**PROBLEM:** Copy out the records below exactly as they appear.

(Recorded data)
▬▬▬
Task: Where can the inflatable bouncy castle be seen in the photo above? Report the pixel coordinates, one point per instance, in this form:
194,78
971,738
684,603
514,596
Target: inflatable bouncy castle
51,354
▬▬▬
**EXERCISE SOLUTION:**
Task: Where can the inflatable bouncy castle be seen in the photo above? Report the pixel coordinates, one point per instance, in this form:
194,78
971,738
684,603
514,596
Target: inflatable bouncy castle
51,354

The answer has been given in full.